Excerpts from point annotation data
>> Begin

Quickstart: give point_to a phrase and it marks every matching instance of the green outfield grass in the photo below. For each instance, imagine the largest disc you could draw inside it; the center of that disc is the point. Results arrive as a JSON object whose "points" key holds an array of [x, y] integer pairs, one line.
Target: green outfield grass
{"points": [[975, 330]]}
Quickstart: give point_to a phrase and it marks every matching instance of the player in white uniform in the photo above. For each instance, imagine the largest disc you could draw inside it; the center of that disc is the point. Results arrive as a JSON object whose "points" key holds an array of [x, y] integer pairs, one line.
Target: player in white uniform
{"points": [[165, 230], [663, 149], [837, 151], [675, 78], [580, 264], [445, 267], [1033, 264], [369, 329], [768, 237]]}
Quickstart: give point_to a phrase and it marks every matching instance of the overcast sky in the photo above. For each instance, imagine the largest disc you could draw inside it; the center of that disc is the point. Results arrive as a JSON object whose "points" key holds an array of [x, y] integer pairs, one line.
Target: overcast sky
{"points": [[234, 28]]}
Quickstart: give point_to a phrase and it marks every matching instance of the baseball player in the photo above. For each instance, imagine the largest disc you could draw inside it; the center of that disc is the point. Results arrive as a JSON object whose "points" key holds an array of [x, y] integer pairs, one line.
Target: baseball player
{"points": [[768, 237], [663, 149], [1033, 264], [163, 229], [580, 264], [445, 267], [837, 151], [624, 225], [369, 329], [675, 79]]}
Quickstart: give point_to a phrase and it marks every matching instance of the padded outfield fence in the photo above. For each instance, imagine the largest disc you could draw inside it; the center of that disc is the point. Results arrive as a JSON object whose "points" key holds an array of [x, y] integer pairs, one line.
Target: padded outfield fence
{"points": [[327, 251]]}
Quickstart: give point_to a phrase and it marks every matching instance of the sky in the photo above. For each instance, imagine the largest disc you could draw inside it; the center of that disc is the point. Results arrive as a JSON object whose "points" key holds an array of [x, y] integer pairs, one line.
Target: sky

>> End

## THE TASK
Your output consists solely of the lines from the one with "of the baseball" through the last line, copied exactly.

## RESPONSE TO THIS EXERCISE
Quickstart: give point_to a phrase and it marks every matching instance of the baseball player in the photo above. For each instance, imagine the largest disc you could draw inside it; the center of that disc is the point. Results arrive as a JSON object whose "points" key holds an array of [x, y] integer pairs, one line.
Target: baseball player
{"points": [[768, 237], [663, 149], [1033, 264], [163, 229], [580, 264], [445, 267], [837, 151], [624, 225], [369, 329], [675, 79]]}
Quickstart: give point_to a phrase and it marks every matching instance of the padded outfield fence in the photo above. For each instance, imagine the largest disc you could draw inside it; the center of that disc is the point. Results arrive as a JSON object whose "points" key holds an array of [x, y] integer pairs, one line.
Target: padded outfield fence
{"points": [[327, 251]]}
Quickstart: give point_to a phrase and it marks every matching instance of the sky in the photo above. For each instance, imagine the largest disc you could draw inside it; the center of that disc is the point. Results arrive as a JSON object whose "points" key holds an array of [x, y] integer pairs, one line.
Target: sky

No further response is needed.